-------- Data entries

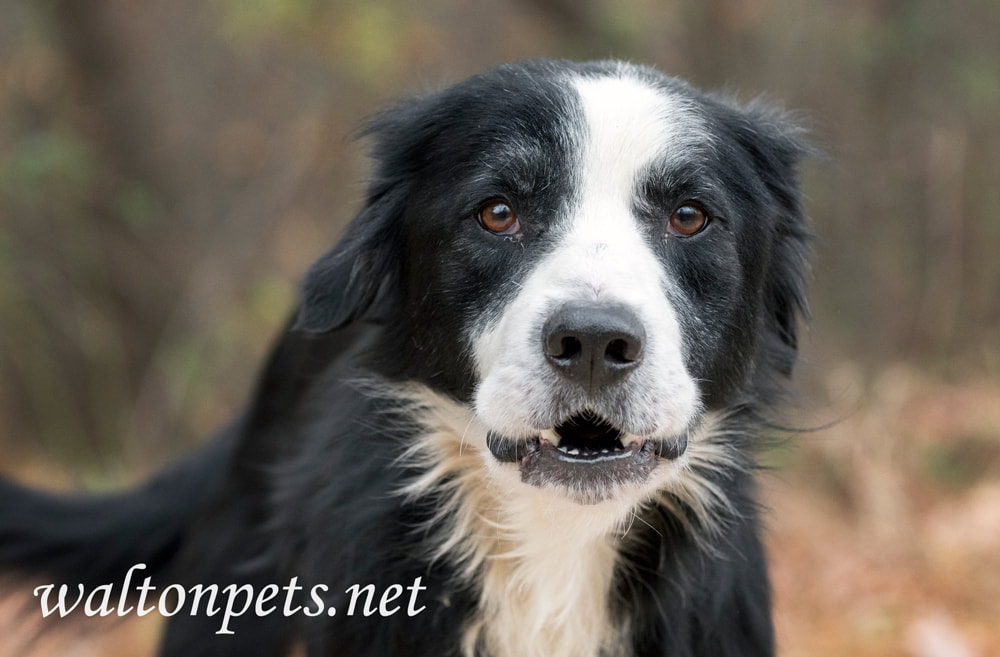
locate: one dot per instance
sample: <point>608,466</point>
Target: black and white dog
<point>527,384</point>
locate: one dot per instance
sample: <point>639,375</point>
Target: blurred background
<point>169,169</point>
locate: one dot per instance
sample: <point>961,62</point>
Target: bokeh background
<point>169,168</point>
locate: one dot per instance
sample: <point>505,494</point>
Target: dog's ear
<point>343,283</point>
<point>776,144</point>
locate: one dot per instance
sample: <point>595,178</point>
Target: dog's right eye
<point>498,217</point>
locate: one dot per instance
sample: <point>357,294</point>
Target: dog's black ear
<point>344,282</point>
<point>775,142</point>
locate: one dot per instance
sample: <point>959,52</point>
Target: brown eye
<point>687,220</point>
<point>498,217</point>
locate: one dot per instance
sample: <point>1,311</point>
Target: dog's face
<point>590,257</point>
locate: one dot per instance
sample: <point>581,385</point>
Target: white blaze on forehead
<point>629,125</point>
<point>602,253</point>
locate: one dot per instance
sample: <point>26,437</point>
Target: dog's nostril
<point>622,351</point>
<point>570,348</point>
<point>593,344</point>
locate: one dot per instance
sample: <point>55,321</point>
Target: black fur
<point>300,486</point>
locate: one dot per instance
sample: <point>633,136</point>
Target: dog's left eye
<point>497,216</point>
<point>687,220</point>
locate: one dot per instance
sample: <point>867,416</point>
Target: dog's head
<point>589,256</point>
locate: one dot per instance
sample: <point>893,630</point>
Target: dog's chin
<point>585,457</point>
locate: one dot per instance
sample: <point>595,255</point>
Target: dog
<point>517,408</point>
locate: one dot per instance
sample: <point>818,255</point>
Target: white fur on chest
<point>543,564</point>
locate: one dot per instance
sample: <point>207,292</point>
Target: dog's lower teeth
<point>628,439</point>
<point>551,436</point>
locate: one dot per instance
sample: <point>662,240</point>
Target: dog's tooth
<point>630,439</point>
<point>551,436</point>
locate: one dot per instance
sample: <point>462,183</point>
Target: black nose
<point>593,345</point>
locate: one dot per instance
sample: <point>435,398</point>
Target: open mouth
<point>587,455</point>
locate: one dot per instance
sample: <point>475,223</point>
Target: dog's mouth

----------------

• _What you should do_:
Reproduce all of the lines above verbatim, omitting the picture.

• _The result_:
locate: one dot per instance
sample: <point>608,466</point>
Target: black and white dog
<point>527,384</point>
locate: one dot per instance
sample: <point>639,375</point>
Target: blurred background
<point>169,169</point>
locate: one dot per instance
sample: <point>961,62</point>
Target: bokeh background
<point>169,168</point>
locate: one dot per instance
sample: <point>505,494</point>
Target: dog's ear
<point>343,283</point>
<point>776,144</point>
locate: one dot per instance
sample: <point>595,178</point>
Target: dog's right eye
<point>498,217</point>
locate: one dot per instance
sample: <point>357,294</point>
Target: dog's black ear
<point>344,282</point>
<point>775,142</point>
locate: one dot per instance
sample: <point>959,52</point>
Target: brown eye
<point>687,220</point>
<point>498,217</point>
locate: one dot per instance
sample: <point>1,311</point>
Target: dog's face
<point>590,257</point>
locate: one dot per instance
sample: <point>581,385</point>
Target: white blaze on forehead
<point>629,125</point>
<point>602,253</point>
locate: one dot per instance
sample: <point>26,437</point>
Target: dog's nostril
<point>622,351</point>
<point>570,348</point>
<point>593,344</point>
locate: one dot per instance
sample: <point>55,321</point>
Target: black fur
<point>300,486</point>
locate: one dot per instance
sample: <point>633,136</point>
Target: dog's left eye
<point>497,216</point>
<point>687,220</point>
locate: one dot per instance
sample: <point>867,416</point>
Target: dog's head
<point>589,256</point>
locate: one dot per instance
sample: <point>893,630</point>
Target: dog's chin
<point>585,457</point>
locate: one dot per instance
sample: <point>595,255</point>
Target: dog
<point>517,408</point>
locate: one dot per instance
sample: <point>818,255</point>
Target: white fur on chest
<point>543,564</point>
locate: one dot per instance
sample: <point>207,292</point>
Target: dog's lower teeth
<point>628,439</point>
<point>551,436</point>
locate: one dot per instance
sample: <point>662,240</point>
Target: dog's tooth
<point>630,439</point>
<point>551,436</point>
locate: one dot per instance
sample: <point>462,183</point>
Target: black nose
<point>593,345</point>
locate: one dot per instance
sample: <point>435,398</point>
Target: open mouth
<point>587,455</point>
locate: one dot per instance
sample: <point>475,223</point>
Target: dog's mouth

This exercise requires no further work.